▶ _Aim of the task_: Extract, without any change, everything in the records below from the line containing "Would you please locate the moose ear" down through the end of the records, and nothing else.

▶ _Position annotation records_:
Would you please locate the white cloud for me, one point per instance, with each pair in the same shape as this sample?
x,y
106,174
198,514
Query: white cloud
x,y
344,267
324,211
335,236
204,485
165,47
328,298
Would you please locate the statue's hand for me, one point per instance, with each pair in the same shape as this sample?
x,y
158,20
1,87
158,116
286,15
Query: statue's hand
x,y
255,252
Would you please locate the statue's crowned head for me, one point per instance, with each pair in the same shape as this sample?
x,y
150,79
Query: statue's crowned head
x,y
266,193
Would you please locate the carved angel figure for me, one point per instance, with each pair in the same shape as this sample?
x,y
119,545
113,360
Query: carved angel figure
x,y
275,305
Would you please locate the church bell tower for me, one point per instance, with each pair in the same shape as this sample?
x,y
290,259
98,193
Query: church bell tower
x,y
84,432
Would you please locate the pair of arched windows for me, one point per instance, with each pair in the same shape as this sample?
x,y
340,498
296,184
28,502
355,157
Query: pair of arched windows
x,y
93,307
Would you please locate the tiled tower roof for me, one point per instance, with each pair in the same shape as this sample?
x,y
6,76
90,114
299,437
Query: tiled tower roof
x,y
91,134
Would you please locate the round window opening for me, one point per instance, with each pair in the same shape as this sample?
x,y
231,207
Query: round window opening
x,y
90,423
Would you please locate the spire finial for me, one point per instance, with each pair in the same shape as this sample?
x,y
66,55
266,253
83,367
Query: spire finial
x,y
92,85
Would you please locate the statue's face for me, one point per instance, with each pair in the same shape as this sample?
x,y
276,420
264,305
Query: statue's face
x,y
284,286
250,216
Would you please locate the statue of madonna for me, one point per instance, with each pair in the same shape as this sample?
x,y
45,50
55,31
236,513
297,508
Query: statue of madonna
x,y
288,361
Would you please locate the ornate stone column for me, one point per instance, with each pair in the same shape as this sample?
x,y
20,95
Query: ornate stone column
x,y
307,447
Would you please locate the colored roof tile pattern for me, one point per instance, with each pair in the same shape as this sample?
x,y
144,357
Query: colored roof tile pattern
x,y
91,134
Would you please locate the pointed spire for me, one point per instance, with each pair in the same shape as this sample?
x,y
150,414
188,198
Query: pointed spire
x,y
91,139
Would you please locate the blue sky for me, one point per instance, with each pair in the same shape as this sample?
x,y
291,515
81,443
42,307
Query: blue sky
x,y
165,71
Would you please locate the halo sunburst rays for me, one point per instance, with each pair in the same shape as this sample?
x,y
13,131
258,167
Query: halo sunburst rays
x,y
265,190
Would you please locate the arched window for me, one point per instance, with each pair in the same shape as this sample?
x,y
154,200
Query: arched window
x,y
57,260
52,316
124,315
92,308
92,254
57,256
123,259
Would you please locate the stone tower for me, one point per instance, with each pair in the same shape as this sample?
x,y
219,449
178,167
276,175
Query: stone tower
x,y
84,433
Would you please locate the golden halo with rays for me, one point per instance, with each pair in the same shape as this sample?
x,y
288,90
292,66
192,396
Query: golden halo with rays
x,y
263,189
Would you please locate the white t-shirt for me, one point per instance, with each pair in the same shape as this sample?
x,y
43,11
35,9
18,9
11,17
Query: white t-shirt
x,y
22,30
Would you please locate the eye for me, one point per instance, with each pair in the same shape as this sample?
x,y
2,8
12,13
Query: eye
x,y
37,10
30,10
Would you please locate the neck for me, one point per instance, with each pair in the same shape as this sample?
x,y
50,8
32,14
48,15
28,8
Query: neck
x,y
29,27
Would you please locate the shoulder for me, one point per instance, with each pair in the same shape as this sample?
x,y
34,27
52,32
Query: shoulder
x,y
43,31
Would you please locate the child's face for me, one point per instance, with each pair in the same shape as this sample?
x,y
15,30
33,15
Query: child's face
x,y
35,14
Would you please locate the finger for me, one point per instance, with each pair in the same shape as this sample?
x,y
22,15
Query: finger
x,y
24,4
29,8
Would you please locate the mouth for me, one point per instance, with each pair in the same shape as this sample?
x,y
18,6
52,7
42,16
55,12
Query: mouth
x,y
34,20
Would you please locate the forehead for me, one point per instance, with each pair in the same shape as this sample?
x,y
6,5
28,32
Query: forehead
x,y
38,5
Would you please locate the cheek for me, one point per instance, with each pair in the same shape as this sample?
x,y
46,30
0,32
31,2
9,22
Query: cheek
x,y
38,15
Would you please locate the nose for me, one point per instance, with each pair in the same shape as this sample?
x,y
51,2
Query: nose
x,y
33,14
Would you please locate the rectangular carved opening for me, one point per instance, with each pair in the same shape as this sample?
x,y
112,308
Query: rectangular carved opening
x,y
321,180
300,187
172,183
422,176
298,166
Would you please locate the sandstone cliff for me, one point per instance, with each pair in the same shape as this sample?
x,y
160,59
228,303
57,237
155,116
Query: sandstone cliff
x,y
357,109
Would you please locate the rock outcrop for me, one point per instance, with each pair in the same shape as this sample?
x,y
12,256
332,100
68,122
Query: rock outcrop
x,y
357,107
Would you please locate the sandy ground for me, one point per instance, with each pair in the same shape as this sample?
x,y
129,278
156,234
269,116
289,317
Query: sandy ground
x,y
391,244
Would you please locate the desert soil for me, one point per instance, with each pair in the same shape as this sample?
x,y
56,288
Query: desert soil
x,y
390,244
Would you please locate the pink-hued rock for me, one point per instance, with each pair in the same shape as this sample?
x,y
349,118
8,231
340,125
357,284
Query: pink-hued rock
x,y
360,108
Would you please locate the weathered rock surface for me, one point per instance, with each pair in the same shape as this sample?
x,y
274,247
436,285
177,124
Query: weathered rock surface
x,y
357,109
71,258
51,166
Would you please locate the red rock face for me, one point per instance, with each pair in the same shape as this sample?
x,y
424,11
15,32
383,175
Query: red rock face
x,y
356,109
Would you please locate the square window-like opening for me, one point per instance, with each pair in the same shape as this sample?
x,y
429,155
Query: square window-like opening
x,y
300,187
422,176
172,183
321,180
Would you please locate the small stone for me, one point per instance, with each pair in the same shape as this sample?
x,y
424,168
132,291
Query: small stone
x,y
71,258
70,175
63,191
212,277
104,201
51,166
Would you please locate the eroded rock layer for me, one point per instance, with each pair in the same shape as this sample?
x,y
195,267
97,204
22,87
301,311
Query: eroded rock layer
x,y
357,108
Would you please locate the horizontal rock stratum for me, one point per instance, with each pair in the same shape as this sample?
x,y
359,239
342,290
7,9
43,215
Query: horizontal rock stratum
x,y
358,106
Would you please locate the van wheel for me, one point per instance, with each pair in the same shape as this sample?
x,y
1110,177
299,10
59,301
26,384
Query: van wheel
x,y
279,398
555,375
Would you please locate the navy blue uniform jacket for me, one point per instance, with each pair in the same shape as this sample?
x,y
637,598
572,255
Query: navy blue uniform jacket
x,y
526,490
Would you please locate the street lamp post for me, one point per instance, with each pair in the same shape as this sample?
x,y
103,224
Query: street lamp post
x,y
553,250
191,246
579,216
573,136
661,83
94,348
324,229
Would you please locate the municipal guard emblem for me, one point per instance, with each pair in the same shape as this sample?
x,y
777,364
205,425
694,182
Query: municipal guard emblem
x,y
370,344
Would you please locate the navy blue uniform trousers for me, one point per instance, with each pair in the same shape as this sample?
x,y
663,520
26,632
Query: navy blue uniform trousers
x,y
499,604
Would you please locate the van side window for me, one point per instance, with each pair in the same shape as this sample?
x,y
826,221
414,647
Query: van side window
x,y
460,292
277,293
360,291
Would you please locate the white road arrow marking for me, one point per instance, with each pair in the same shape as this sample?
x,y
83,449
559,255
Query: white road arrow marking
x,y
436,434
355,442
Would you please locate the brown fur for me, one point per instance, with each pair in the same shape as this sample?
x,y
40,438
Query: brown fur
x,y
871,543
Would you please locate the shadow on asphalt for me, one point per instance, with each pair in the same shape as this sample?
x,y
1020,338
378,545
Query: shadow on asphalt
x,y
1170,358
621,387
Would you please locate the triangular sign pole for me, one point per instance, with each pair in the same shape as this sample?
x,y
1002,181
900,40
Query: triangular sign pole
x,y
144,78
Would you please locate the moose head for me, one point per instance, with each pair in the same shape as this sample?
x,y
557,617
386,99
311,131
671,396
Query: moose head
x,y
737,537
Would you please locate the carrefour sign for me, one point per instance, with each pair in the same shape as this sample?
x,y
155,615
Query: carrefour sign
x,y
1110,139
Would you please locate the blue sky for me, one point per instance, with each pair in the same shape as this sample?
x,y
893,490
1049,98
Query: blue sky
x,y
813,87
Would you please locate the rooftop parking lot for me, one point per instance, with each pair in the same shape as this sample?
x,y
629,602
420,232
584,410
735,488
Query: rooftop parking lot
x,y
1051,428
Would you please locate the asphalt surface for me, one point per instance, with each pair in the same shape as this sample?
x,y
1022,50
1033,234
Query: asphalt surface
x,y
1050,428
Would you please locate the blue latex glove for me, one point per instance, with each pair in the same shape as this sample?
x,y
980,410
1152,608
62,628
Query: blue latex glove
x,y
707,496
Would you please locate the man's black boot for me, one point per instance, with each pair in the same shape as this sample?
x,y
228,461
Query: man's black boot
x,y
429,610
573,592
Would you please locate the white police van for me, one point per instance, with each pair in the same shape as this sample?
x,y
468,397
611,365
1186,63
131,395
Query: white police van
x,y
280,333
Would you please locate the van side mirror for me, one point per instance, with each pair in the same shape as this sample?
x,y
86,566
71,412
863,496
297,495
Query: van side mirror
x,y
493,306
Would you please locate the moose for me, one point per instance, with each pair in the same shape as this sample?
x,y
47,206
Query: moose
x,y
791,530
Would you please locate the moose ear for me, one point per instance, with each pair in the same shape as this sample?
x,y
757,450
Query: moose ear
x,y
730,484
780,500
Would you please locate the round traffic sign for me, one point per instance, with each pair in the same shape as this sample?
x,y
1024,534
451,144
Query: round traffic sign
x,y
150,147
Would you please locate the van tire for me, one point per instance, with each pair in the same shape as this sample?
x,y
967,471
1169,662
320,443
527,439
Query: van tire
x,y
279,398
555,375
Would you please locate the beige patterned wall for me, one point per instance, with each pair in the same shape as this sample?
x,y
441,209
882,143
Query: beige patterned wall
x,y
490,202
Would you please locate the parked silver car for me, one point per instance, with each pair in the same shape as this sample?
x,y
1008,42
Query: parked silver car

▶ _Full solution_:
Would you please locate the moose ear for me, one point per instance, with each pair in the same shape as this sample?
x,y
757,450
Query: moose ear
x,y
730,484
780,500
Would you please locate the round traffic sign for me, one point per instance, with each pair in the same shape as this sample?
x,y
1024,534
451,144
Query: round traffic sign
x,y
150,147
Would you please locate the van tire for me, one point per instance, with each pair in the same shape as this sample?
x,y
967,471
1169,662
320,443
527,439
Query: van tire
x,y
279,398
555,375
Would you please locate the beige patterned wall for me, one point per instance, with each pair in the same shape as this sample?
x,y
441,209
882,143
Query: beige patterned wall
x,y
490,202
Would you please locate the parked silver car for me, one point per instance, with each pair in the same shape as this sample?
x,y
1008,42
Query: parked silver car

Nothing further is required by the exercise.